ABOUT THIS TASK | Read each of the lines below and tally those with "hindwing"; the tally is the whole answer.
--- START ---
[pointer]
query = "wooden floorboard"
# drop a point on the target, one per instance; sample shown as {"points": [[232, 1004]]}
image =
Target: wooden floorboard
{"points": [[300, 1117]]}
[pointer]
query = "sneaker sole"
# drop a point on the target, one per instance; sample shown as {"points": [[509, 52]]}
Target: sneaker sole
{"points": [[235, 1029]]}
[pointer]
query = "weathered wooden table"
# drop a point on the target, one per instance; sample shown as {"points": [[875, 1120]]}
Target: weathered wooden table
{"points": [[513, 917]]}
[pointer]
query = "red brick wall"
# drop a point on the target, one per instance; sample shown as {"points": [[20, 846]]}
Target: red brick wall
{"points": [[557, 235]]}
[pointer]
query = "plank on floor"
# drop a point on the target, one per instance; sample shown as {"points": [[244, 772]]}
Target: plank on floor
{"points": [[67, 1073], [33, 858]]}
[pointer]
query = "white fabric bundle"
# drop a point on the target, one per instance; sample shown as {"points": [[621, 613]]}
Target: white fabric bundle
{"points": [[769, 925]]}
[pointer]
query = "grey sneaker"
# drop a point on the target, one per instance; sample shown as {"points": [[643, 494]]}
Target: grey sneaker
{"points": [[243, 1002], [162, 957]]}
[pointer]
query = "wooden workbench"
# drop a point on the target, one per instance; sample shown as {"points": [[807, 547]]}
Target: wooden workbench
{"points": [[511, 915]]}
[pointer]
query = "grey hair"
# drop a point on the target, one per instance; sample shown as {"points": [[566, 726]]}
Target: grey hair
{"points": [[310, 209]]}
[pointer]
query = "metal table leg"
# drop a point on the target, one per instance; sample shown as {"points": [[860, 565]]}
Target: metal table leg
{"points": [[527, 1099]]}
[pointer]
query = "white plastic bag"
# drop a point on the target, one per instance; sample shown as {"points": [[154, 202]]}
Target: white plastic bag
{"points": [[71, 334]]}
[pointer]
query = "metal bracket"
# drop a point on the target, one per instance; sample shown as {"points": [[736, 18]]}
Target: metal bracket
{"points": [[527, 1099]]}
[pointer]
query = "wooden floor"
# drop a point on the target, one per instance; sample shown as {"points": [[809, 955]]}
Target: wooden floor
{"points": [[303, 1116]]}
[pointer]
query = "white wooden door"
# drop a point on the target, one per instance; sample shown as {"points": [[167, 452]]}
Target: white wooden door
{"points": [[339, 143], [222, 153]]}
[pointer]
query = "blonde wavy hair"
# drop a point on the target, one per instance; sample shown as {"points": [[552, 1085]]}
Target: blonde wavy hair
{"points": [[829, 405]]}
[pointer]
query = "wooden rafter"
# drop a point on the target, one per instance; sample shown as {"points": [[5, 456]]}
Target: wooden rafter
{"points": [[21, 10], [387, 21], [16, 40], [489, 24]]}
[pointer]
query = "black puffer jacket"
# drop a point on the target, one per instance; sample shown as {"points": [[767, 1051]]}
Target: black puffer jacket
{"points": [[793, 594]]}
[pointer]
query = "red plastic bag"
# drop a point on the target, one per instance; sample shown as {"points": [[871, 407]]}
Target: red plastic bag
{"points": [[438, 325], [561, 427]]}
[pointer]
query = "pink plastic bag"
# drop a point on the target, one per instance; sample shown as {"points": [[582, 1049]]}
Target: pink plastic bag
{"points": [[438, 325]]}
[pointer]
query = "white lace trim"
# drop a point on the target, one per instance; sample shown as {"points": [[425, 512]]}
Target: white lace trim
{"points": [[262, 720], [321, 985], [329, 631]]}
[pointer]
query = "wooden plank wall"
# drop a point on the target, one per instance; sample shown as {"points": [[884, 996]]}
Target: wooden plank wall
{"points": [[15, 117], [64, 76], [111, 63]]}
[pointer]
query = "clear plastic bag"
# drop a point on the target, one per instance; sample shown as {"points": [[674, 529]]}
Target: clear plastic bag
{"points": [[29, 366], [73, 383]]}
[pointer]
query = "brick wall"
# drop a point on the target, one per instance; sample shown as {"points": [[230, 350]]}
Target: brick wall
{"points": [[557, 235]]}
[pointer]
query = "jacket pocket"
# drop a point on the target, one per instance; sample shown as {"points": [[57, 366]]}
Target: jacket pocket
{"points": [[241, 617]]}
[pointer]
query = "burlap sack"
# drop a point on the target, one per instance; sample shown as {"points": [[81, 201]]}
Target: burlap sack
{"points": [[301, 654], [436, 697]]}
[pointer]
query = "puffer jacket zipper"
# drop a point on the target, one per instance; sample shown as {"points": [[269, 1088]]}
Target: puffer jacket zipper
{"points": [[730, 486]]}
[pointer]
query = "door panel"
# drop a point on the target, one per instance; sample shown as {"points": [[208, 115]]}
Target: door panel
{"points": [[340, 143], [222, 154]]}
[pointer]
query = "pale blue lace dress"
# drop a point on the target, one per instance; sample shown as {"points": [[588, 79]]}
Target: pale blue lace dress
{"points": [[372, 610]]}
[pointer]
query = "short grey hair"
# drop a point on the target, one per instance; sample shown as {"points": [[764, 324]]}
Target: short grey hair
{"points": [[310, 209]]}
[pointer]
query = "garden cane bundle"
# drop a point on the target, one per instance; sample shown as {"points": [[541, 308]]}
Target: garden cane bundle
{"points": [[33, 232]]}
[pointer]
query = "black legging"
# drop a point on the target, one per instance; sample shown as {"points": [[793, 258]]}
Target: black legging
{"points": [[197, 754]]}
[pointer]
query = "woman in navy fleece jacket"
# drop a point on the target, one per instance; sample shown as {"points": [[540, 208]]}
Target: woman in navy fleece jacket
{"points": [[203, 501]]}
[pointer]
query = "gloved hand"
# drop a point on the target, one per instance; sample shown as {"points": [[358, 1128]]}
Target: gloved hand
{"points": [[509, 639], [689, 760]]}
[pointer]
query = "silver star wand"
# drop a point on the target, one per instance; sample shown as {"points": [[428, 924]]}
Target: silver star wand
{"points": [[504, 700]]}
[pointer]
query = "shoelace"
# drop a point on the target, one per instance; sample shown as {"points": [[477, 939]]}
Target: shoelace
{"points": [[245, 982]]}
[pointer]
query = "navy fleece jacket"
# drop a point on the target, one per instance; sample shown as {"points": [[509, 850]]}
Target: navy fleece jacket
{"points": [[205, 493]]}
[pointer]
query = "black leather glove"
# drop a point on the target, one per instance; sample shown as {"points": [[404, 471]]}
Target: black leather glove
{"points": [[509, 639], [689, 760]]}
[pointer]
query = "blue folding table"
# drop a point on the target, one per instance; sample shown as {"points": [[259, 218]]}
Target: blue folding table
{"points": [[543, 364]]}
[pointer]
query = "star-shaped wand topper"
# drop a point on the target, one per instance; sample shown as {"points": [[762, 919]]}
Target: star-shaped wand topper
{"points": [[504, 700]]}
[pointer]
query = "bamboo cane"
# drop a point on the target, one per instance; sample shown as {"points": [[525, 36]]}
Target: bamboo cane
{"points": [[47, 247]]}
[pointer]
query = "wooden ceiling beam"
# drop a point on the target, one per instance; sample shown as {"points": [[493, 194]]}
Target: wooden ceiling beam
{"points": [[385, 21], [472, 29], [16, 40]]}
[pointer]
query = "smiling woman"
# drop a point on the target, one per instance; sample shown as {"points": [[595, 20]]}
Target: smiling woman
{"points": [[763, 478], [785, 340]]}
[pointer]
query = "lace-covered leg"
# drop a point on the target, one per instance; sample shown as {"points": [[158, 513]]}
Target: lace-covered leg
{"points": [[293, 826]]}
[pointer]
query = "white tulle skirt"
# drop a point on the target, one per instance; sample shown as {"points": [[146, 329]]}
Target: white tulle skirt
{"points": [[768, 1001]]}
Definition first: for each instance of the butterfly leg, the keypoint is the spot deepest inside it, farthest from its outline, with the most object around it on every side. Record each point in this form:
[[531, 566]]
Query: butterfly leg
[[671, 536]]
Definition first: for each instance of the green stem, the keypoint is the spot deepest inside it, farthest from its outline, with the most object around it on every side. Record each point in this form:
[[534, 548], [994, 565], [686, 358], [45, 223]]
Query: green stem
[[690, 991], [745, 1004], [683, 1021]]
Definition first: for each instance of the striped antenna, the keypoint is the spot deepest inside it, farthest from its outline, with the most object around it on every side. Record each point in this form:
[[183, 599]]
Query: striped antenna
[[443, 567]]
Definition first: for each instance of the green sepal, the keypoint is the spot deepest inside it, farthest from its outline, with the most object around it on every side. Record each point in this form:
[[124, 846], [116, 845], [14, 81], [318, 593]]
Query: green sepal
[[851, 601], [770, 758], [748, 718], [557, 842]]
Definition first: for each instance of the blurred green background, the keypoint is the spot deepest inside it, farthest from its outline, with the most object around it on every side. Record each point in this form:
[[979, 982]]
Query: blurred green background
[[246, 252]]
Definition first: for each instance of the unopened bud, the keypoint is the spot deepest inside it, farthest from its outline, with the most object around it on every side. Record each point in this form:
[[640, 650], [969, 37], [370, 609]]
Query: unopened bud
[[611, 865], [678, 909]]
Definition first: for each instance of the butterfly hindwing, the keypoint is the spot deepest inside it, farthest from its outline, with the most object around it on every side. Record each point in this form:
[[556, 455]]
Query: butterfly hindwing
--- END ---
RESULT OF THE EXERCISE | 2